Task to carry out ::
Show each line of the material below that contains the string "cloud", counting only matches in the same case.
** Start of Exercise materials **
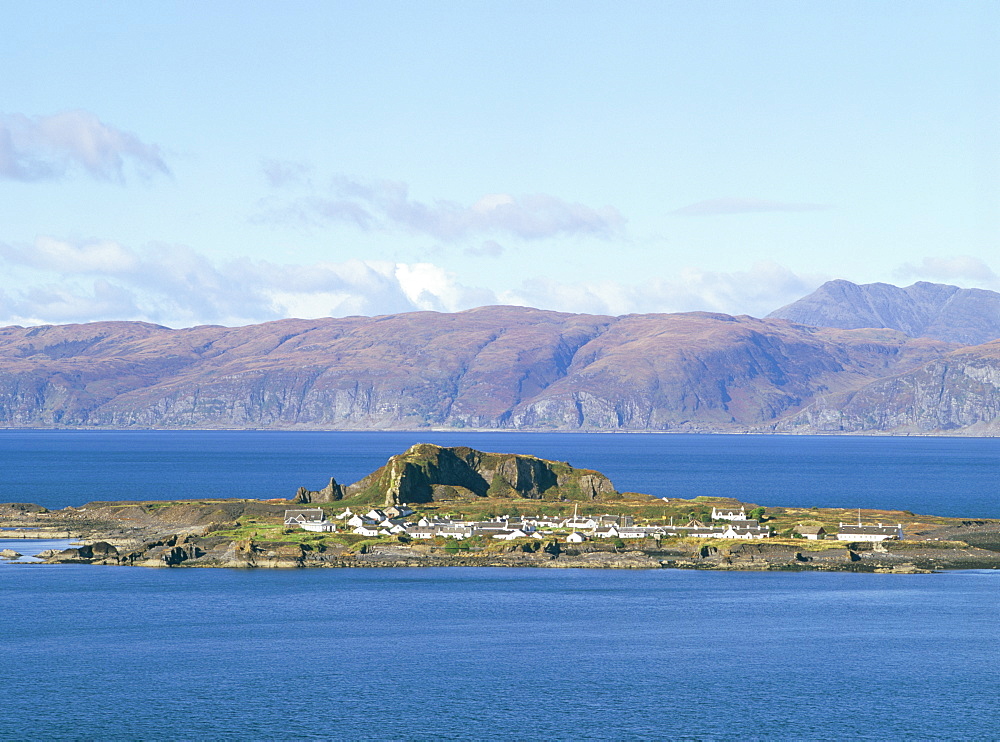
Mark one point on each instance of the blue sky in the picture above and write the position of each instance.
(231, 162)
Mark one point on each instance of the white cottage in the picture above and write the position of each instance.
(739, 513)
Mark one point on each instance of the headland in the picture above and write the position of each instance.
(434, 506)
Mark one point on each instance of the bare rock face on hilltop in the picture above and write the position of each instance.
(426, 472)
(932, 310)
(508, 368)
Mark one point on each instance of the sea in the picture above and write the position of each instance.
(95, 653)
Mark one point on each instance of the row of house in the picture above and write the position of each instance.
(378, 522)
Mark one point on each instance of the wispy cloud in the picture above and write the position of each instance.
(723, 206)
(36, 148)
(956, 268)
(387, 206)
(57, 281)
(757, 291)
(67, 281)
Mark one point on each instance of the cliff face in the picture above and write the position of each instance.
(933, 310)
(959, 391)
(493, 367)
(426, 472)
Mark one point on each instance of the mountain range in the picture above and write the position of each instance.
(847, 358)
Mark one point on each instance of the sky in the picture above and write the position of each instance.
(231, 163)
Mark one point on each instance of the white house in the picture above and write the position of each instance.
(311, 519)
(509, 535)
(739, 513)
(457, 532)
(813, 533)
(298, 517)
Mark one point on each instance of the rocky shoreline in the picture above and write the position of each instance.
(235, 533)
(202, 550)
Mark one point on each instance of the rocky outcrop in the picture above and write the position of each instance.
(958, 392)
(426, 472)
(933, 310)
(331, 493)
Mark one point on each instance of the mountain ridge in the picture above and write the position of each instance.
(934, 310)
(502, 368)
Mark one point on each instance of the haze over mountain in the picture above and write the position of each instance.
(506, 367)
(933, 310)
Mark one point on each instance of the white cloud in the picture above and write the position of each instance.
(957, 268)
(176, 286)
(387, 206)
(758, 291)
(722, 206)
(47, 147)
(57, 281)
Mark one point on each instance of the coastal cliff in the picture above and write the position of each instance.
(463, 486)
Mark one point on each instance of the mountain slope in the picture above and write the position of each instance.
(492, 367)
(933, 310)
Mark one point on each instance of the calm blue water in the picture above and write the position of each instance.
(944, 476)
(94, 653)
(128, 653)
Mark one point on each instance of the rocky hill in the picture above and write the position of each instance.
(492, 368)
(425, 473)
(932, 310)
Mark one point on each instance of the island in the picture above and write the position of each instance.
(440, 506)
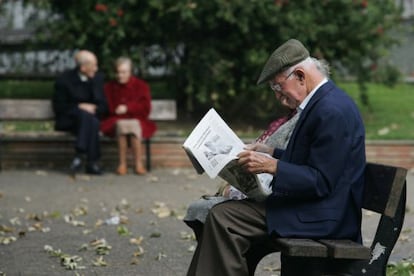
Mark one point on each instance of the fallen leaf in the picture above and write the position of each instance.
(187, 236)
(383, 131)
(45, 229)
(15, 221)
(160, 256)
(155, 235)
(83, 247)
(7, 240)
(98, 223)
(69, 219)
(101, 247)
(152, 178)
(99, 262)
(136, 241)
(71, 262)
(161, 210)
(139, 252)
(6, 229)
(41, 173)
(80, 211)
(134, 261)
(123, 230)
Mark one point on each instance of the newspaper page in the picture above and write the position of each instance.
(213, 146)
(213, 143)
(256, 186)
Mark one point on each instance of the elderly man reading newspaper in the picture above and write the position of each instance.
(317, 180)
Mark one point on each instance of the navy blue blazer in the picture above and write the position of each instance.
(318, 186)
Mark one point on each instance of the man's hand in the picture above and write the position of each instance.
(260, 147)
(121, 109)
(255, 162)
(88, 107)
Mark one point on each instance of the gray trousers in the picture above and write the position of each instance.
(233, 240)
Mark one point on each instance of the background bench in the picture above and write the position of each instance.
(41, 110)
(384, 193)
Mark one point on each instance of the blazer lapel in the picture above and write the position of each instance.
(320, 93)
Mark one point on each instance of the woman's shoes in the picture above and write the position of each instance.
(122, 170)
(140, 170)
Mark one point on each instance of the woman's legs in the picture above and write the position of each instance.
(122, 151)
(137, 150)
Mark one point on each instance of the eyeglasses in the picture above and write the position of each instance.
(277, 87)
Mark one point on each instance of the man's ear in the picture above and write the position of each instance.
(300, 74)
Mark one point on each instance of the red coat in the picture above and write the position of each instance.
(135, 94)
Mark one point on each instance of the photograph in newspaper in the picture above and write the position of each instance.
(213, 144)
(213, 147)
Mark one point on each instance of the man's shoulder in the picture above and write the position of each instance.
(66, 76)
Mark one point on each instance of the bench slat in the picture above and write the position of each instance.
(383, 186)
(301, 247)
(346, 249)
(161, 110)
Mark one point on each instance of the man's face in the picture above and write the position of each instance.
(288, 89)
(123, 72)
(89, 68)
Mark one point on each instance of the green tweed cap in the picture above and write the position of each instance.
(288, 54)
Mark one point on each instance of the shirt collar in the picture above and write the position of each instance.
(83, 77)
(310, 95)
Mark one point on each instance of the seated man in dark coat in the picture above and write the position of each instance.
(78, 103)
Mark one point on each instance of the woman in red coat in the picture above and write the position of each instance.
(129, 103)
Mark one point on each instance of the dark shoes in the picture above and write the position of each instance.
(90, 168)
(93, 168)
(76, 165)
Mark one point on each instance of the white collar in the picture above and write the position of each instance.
(83, 77)
(310, 95)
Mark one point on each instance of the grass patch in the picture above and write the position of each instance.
(403, 268)
(391, 111)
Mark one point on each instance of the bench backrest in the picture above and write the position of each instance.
(383, 188)
(385, 193)
(162, 110)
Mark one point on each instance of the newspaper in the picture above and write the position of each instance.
(212, 147)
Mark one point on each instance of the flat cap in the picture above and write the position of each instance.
(288, 54)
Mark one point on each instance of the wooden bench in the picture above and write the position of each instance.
(384, 193)
(41, 110)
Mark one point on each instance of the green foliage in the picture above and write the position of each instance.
(390, 115)
(214, 50)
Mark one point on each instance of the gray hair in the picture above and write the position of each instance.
(123, 60)
(321, 65)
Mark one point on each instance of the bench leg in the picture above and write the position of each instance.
(298, 266)
(148, 154)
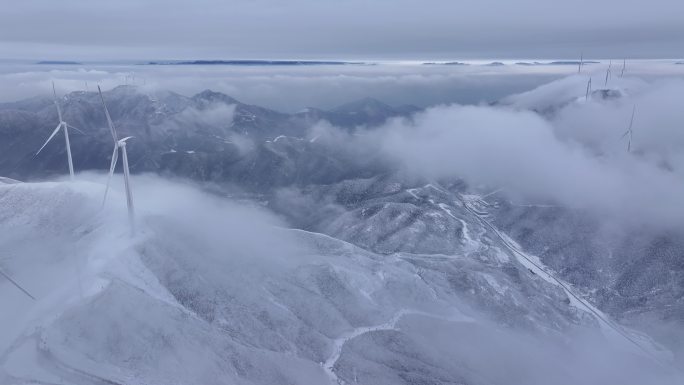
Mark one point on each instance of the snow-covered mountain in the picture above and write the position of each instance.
(294, 249)
(214, 292)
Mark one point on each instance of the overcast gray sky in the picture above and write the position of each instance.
(354, 29)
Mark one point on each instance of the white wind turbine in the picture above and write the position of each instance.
(64, 126)
(119, 144)
(628, 133)
(17, 285)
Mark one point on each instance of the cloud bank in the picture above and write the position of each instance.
(573, 156)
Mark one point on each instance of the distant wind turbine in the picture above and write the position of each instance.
(119, 144)
(579, 68)
(608, 73)
(62, 125)
(628, 133)
(17, 285)
(588, 89)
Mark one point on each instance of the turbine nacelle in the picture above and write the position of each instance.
(119, 146)
(64, 126)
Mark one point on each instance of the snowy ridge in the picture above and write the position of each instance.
(642, 343)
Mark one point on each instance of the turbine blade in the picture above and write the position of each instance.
(17, 285)
(112, 166)
(50, 138)
(77, 129)
(59, 111)
(109, 119)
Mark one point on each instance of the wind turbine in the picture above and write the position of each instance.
(579, 68)
(586, 97)
(608, 73)
(628, 133)
(119, 145)
(64, 126)
(17, 285)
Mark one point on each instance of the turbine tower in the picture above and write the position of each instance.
(586, 97)
(628, 133)
(18, 286)
(119, 145)
(64, 126)
(608, 73)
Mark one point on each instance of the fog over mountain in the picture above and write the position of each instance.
(262, 192)
(517, 241)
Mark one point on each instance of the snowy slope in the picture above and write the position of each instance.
(214, 292)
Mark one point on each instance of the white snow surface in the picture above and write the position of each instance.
(209, 291)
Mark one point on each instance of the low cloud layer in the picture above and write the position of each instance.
(574, 155)
(79, 29)
(290, 89)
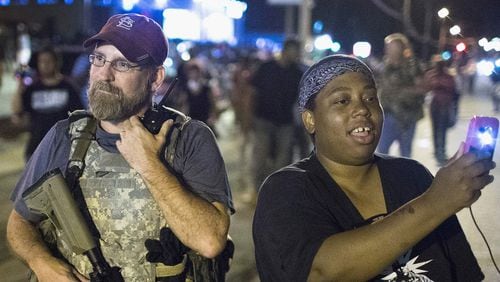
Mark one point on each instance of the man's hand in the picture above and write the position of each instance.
(138, 146)
(54, 270)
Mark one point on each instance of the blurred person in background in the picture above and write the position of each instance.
(47, 100)
(276, 89)
(242, 101)
(198, 94)
(443, 105)
(401, 94)
(495, 80)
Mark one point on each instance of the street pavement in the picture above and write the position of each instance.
(230, 141)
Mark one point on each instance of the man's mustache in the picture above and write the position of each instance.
(105, 86)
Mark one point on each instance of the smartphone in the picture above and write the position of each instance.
(482, 136)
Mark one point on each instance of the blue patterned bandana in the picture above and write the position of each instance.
(325, 70)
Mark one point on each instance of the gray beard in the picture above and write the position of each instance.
(115, 106)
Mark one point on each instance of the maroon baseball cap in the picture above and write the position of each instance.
(138, 37)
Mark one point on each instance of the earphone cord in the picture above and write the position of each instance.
(485, 241)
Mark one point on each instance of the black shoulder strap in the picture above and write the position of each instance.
(180, 122)
(82, 133)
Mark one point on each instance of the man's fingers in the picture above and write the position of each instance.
(458, 153)
(165, 127)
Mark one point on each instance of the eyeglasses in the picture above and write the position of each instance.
(118, 65)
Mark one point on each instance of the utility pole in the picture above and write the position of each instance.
(305, 24)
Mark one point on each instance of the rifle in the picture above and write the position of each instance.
(50, 197)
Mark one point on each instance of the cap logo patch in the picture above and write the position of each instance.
(125, 23)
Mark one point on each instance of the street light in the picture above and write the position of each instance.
(454, 30)
(442, 14)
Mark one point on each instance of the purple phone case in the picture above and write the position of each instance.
(482, 136)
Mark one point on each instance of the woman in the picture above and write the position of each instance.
(347, 214)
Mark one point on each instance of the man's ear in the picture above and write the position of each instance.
(308, 121)
(158, 78)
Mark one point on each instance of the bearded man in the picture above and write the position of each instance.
(129, 190)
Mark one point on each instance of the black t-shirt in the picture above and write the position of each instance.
(277, 88)
(301, 205)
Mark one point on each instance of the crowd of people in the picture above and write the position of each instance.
(330, 202)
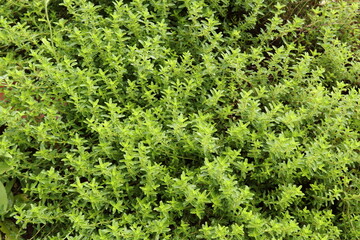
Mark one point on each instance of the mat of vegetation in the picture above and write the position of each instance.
(189, 119)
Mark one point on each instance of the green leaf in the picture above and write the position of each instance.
(4, 167)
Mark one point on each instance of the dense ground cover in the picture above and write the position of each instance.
(160, 119)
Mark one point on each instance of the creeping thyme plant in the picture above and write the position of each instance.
(189, 119)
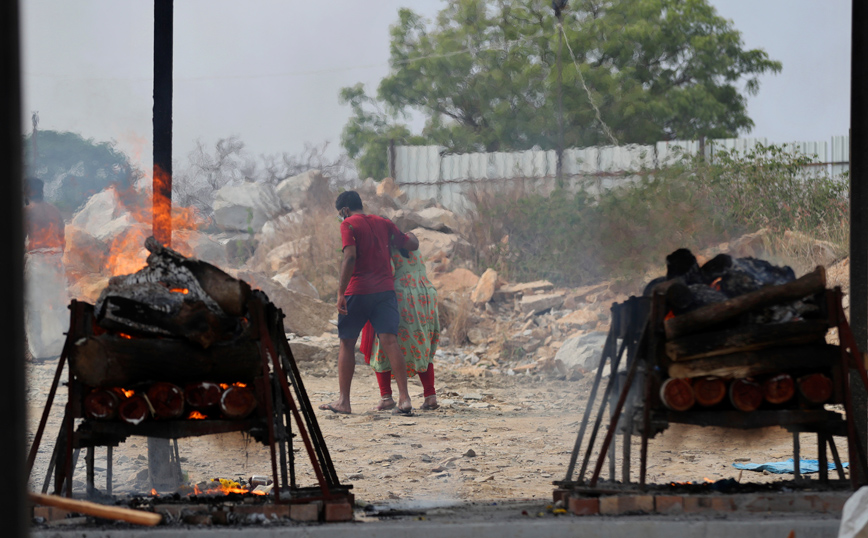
** End of Exercise materials **
Correct result ::
Mark one point on each instance of the wispy cloud in the picture above and write the position of each instance.
Mark one point on each instance of the white cloud in the picture above and write the position of each instance.
Mark one point on each instance of the cloud bank in the picture above and write the position of each instance.
Mark one point on each instance of the low cloud layer in the picture above and write the position of each instance.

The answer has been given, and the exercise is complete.